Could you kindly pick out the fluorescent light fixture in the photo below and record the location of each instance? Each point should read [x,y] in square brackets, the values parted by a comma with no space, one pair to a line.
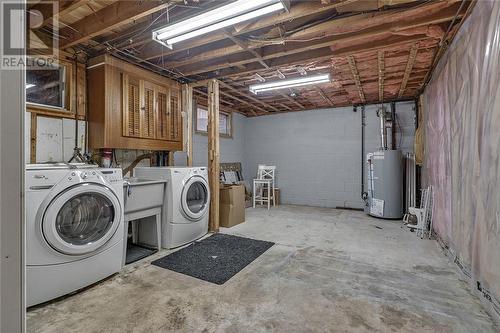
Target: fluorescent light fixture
[215,19]
[298,82]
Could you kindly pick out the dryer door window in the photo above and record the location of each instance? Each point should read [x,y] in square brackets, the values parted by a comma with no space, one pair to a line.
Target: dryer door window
[195,198]
[85,218]
[81,219]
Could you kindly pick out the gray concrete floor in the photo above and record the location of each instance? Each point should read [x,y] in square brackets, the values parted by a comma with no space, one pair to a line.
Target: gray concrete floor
[330,271]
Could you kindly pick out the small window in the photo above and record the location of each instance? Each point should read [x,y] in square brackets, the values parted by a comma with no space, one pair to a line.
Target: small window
[46,86]
[224,122]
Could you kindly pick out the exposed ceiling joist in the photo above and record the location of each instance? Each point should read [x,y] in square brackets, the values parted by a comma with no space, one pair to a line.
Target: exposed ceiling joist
[253,99]
[381,74]
[278,51]
[355,75]
[51,11]
[323,95]
[107,19]
[155,50]
[320,54]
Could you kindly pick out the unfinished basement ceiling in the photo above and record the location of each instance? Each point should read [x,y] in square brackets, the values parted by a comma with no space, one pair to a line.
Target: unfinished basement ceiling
[375,50]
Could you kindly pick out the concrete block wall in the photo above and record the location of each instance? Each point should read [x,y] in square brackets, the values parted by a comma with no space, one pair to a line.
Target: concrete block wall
[318,153]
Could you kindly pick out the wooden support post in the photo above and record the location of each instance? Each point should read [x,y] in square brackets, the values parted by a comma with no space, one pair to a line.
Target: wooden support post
[213,153]
[409,68]
[357,80]
[188,112]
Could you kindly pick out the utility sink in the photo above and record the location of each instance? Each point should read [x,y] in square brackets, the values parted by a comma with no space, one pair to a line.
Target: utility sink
[142,194]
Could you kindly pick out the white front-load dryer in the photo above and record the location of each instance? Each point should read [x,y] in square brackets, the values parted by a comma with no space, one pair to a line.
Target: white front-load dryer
[74,228]
[187,202]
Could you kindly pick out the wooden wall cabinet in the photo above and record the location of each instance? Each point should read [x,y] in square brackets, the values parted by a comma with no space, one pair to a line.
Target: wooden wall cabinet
[132,108]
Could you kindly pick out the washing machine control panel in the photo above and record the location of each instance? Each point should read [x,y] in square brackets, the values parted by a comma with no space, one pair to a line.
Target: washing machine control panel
[111,176]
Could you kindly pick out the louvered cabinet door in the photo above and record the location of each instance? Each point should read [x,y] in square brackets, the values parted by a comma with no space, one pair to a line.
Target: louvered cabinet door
[175,115]
[131,106]
[148,111]
[162,113]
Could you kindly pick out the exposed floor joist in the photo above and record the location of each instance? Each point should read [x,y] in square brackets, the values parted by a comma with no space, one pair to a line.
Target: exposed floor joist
[108,18]
[355,75]
[393,44]
[381,74]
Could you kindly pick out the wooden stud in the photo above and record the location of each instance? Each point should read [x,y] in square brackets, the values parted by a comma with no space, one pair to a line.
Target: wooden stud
[188,112]
[33,130]
[381,74]
[409,67]
[213,153]
[355,74]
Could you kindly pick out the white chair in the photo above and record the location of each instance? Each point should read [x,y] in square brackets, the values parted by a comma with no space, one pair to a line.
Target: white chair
[423,214]
[264,181]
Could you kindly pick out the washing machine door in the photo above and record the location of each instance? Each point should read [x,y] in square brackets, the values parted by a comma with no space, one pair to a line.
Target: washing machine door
[81,219]
[195,198]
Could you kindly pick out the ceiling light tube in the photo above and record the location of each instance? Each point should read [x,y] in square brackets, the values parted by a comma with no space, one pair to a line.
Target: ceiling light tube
[301,81]
[226,23]
[218,18]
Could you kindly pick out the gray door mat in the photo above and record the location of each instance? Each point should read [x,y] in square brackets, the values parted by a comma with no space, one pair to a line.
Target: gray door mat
[214,259]
[137,252]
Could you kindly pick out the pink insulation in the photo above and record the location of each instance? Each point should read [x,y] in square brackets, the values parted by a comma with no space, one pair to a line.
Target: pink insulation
[462,159]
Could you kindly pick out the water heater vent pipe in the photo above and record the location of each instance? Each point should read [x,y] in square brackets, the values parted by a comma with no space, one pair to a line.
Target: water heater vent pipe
[383,128]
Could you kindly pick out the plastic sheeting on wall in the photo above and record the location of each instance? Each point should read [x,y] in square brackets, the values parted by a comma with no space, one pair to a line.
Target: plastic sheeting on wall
[462,162]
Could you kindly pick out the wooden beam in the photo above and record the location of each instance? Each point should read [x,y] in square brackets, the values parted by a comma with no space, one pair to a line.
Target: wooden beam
[244,102]
[321,54]
[231,55]
[323,95]
[253,99]
[51,13]
[409,66]
[355,74]
[188,112]
[381,74]
[261,61]
[155,50]
[107,19]
[213,153]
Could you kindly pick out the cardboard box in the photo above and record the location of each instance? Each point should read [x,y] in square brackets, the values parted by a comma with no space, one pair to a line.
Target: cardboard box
[231,205]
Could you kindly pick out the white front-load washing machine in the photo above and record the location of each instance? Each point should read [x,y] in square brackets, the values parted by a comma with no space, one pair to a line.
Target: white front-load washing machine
[74,228]
[187,202]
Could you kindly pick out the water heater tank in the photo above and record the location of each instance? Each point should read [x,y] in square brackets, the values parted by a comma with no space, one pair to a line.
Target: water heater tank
[385,184]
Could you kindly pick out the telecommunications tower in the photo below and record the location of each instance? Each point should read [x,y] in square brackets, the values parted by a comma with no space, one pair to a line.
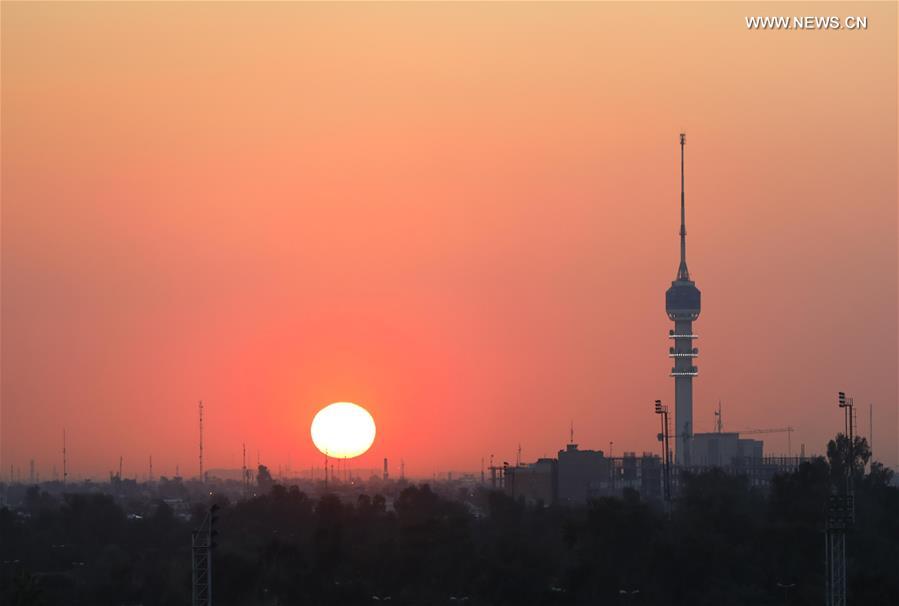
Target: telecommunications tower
[682,305]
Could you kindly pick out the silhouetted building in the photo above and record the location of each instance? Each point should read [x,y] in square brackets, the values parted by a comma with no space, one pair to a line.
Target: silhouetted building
[724,449]
[582,473]
[682,302]
[535,482]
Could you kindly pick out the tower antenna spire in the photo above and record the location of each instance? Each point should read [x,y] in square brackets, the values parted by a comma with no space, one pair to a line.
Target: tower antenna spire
[682,273]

» **ABOUT THIS TASK**: The expected result is the complete listing above, printed exactly, with no pictures.

» **ANSWER TO THIS EXERCISE**:
Could you kindly pick out the fluorescent light fixture in the photo below and record the location of each instance? Each point should read [x,y] in square brackets, the values parted by a comma with no space, one pair to a line.
Target: fluorescent light fixture
[215,19]
[298,82]
Could you kindly pick out the dryer door window in the photo above and record the location of each instance? Each point should read [x,y] in square brackets, the values parted by a comma with no space, one pair to a line.
Target: dryer door window
[195,198]
[85,218]
[81,219]
Could you kindly pick out the gray concrete floor in the photo above and record the location of each instance? Each point should read [x,y] in square brackets, the values parted by a comma with no space, one pair to a line.
Target: gray concrete floor
[330,271]
Could you kindly pick out the small window in the photo above and record the location of each instance? Each point should read [x,y] in square brackets, the values parted by a comma with no space, one pair to a line.
Target: small window
[46,86]
[224,122]
Could you kindly pick out the exposed ceiling joist in the photo above and record the location of each instance? Each point should read [x,y] in square brackets, the values parted by a comma with no space, one pair to a line.
Target: exposed ceiling joist
[253,99]
[381,74]
[278,51]
[355,75]
[51,11]
[323,95]
[107,19]
[155,50]
[320,54]
Could you kindly pick out the unfinished basement ceiling in the photo above and record the location of each instance? Each point should read [x,y] in square brackets, the values parted by a comma with no space, one pair to a line.
Target: unfinished basement ceiling
[375,50]
Could you kindly pick out the concrete block wall in the photo above and record the location of each instance? Each point should read [x,y] in square brackets, the values parted by a comma with no space, one pair to a line.
Target: concrete block wall
[318,153]
Could you kindly pick out the wooden support post in the photo above and record the location of each instance? Each point should read [x,y] in square brackets, the values parted by a comma with no space, one pair to a line.
Target: wooden support post
[213,153]
[409,68]
[357,80]
[188,112]
Could you kindly pick out the utility sink in the photo above and record the location of each instance? Each point should read [x,y] in square brackets, the values parted by a comma with no space, one pair to a line.
Target: utility sink
[142,194]
Could you kindly pick out the white front-load dryer in the photo above and record the location of each instance? Each point should read [x,y] in square brackets, the values parted by a comma with no space, one pair to a line.
Target: white front-load dryer
[74,228]
[187,202]
Could you kindly pick out the wooden wall cabinet in the photo above and record the location of each instance? Each point should read [x,y] in square brackets, the values parted by a comma with no space, one pair to a line.
Target: wooden wall cabinet
[132,108]
Could you kindly pick out the washing machine control panel in the photo above and record the location of each instance? Each point should read [x,y] in square brackets, the values parted by a comma with no space, one pair to a line.
Target: washing machine control panel
[111,176]
Could you kindly pick out the louvered cabinet door in the photo above and record the location of each instance? Each point should read [x,y] in square brackets, the values parted by a comma with no space, one pair to a line.
Target: louvered cabinet door
[175,115]
[131,106]
[148,111]
[162,113]
Could you kindly pick out the exposed floor joist in the photo above and record the location of each instance? Each point should read [x,y] in square brackets, the values parted by a comma with no space, one pair to a line.
Target: exposed floor joist
[108,18]
[355,75]
[393,44]
[381,74]
Could you kindly pick out the wooden stud in the photo above and record the location of each instance? Each point should read [x,y] in square brackets, the values parted by a comma with no space, one pair to a line.
Target: wooden stud
[188,112]
[33,130]
[381,74]
[409,67]
[213,153]
[355,74]
Could you kindly pick out the white chair in the photo above and record the location of each instance? Each point should read [x,y] in square brackets, the values parted by a comma with no space, one pair to a line.
Target: white chair
[423,214]
[264,181]
Could you kindly pick out the washing machine door in the photo above and record the location of each instance? Each point should read [x,y] in square brackets, the values parted by a comma with no space, one pair to a line.
Target: washing machine door
[81,219]
[195,198]
Could you kindly pick out the ceiling light tube in the photo above and record the location of each instance? Each point should read [x,y] in square brackets, the values parted by a comma with no space, one pair to a line.
Target: ceiling light tube
[301,81]
[226,23]
[218,18]
Could you kindly pick out the gray door mat in the photo above and record the location of each instance? Each point should read [x,y] in square brackets, the values parted by a comma with no space, one pair to a line.
Target: gray door mat
[214,259]
[137,252]
Could you kindly pick out the pink insulation in the photo above and record the location of each instance? Each point should read [x,y] in square brackets, the values parted by a comma with no space, one pair to a line.
Target: pink insulation
[462,159]
Could you kindly pick out the water heater vent pipe in the photo above and record the location of each instance? Each point should read [x,y] in square brackets, the values parted by a comma with no space, one pair to a line.
Target: water heater vent pipe
[383,128]
Could you kindly pick out the plastic sheeting on wall in the photo above and record the location of each instance? Each point should read [x,y] in square brackets, the values parted by a comma with no space, one pair to a line.
Target: plastic sheeting on wall
[462,162]
Could you kindly pick out the wooden beam in the photo above and record the location of each instance? Each point should read [x,y] in square brackets, the values parted by a comma with no space, one pair to a line.
Target: wooden beam
[244,102]
[321,54]
[231,55]
[323,95]
[253,99]
[51,13]
[409,66]
[355,74]
[188,112]
[381,74]
[261,61]
[155,50]
[107,19]
[213,153]
Could you kindly pick out the cardboard box in the photo above and record the location of each instance? Each point should read [x,y] in square brackets, the values parted by a comma with no space, one pair to a line.
Target: cardboard box
[231,205]
Could you kindly pick out the white front-load washing machine in the photo above and record the location of each instance? Each point should read [x,y] in square brackets, the values parted by a comma with no space, one pair to a line.
Target: white front-load washing machine
[74,228]
[187,202]
Could you kindly pick out the water heater tank in the photo above and record the location of each instance? Each point should read [x,y] in square brackets, the values parted by a comma with no space, one pair to a line.
Target: water heater tank
[385,184]
Could you kindly pick out the telecommunications tower in the photo below and record the location of each instance? Each point should read [x,y] in square brackets, the values parted by a comma with no space, one pair to a line.
Target: telecommunications tower
[682,305]
Could you kindly pick out the silhouetted building in the photo above and record the location of each instance? Each point should read [x,y] in square brackets, the values parted by a comma with no space, one pair to a line.
Target: silhouetted building
[724,449]
[582,473]
[682,302]
[535,482]
Could you kindly pick out the tower antenna spire in the photo above and record the location of each instance? Each point should read [x,y] in square brackets, the values parted by a comma with no space, one pair to a line.
Target: tower antenna spire
[682,273]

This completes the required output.